= Request 1 =
List every distinct term that appears in quotation marks in the Lightroom printing advice below, giving each only once.
= Request 2 =
Translate this sentence from the Lightroom printing advice below into Spanish: "This should allow you to see how your photo will look on a particular type of paper."
= Request 3 =
Continue the Lightroom printing advice below from its final sentence.

= Passage =
2016-09-02 Thread Igor PDML-StR



David,

A few thoughts (and please forgive me if some of them are too obvious, - 
sometimes it's easy to omit something obvious):


1. Make sure the color handling is OFF in the printer profile (Printer 
properties, when you do "page setup" in LR):

https://www.breathingcolor.com/000_pfw_user_files/site_uploaded/2/Paul_BC/NoColorAdjustment545.jpg

2. On the RHS panel, in Print Module, uner "Print Job" -> Color 
Management, you have the correct paper profile chosen (Not "managed by 
printer").

The intent should be "relative".

3. In "Develop" module, check-mark "soft-proofing" at the bottom of the 
photo, and then choose the correct paper profile and "relative" intent.

"Simulate paper and ink" -> Check.

This should allow you to see how your photo will look on a particular type 
of paper.
For me, this last (3) step was very important, as the appearance on 
some paper, especially more "generic" (less bright), - was darker then 
what I've been seeing on the screen.

= Data listing =
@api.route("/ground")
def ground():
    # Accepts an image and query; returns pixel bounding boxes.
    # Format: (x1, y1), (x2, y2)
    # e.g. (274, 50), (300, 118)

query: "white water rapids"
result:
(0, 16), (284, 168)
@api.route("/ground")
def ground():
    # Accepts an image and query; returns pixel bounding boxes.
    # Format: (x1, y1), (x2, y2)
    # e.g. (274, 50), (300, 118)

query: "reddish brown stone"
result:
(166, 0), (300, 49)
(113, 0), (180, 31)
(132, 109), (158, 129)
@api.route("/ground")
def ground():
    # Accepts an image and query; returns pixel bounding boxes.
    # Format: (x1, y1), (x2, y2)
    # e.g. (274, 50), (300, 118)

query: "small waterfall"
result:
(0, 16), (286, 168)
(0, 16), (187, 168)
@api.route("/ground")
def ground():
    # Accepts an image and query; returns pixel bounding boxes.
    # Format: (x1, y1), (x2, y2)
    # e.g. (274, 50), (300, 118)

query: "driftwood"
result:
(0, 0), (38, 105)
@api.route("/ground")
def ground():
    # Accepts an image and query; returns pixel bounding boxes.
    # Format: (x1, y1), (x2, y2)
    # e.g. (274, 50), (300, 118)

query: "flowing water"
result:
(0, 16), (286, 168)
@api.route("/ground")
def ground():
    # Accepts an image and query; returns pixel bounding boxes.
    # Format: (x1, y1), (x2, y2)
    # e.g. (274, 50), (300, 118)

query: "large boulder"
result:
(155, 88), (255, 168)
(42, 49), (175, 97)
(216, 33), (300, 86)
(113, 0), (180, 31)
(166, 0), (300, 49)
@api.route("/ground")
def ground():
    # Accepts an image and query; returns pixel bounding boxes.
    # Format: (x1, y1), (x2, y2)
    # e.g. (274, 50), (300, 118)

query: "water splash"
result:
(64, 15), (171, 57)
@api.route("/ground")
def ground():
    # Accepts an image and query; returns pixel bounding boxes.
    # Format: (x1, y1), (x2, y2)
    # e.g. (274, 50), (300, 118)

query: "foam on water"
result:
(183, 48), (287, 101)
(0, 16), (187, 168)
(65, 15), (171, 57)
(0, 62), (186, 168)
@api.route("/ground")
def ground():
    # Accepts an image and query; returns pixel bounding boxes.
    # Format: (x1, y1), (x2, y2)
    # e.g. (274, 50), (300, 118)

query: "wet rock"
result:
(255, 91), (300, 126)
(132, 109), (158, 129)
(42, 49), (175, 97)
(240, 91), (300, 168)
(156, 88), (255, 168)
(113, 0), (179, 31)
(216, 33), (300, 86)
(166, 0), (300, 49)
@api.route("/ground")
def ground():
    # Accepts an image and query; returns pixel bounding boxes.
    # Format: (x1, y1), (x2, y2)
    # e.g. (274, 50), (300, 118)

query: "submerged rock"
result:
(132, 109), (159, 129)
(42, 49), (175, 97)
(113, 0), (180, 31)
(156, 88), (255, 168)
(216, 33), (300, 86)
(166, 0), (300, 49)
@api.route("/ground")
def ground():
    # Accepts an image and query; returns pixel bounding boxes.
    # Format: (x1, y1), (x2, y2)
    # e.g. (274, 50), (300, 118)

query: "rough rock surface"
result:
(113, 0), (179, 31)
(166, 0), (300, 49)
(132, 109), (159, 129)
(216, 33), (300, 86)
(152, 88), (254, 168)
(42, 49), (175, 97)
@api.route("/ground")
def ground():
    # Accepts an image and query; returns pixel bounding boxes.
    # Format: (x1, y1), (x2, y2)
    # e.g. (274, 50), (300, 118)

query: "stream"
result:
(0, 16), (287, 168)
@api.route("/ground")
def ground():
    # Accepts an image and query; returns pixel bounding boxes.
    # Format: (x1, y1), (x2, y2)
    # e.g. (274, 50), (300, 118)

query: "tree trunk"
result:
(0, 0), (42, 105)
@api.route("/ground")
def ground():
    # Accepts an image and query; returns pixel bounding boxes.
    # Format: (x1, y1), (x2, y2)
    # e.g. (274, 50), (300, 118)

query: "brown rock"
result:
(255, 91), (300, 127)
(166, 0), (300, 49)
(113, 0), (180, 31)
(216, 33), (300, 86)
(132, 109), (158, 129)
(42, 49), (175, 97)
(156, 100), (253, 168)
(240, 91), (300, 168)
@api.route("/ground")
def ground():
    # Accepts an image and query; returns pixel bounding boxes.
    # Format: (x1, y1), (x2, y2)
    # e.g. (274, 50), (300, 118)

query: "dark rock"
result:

= Final result 1 =
- page setup
- Print Job
- managed by printer
- relative
- Develop
- soft-proofing
- Simulate paper and ink
- generic

= Final result 2 =
Esto debería permitirte ver cómo se verá tu foto en un tipo de papel en particular.

= Final result 3 =
The soft proofing in LR has decreased the gap in the darkness drastically.
I still think that the prints are slightly darker, and the degree of 
discrepancy depends on the paper.



HTH,

Igor


On 9/2/2016 12:53 PM, David J Brooks wrote:

I have purchased a new in box Spyderpro 3 as it will work with 10.6.8,
supposedly. I am having trouble matching the brightness on my iMac
21.5" screen to the print outs from my Epson 2400. The prints are
coming out quite a bit darker than what i see on my screen via LR
version 4.1. Should this help with my woes or will it just help with
the colours. This one has the ambient reciver.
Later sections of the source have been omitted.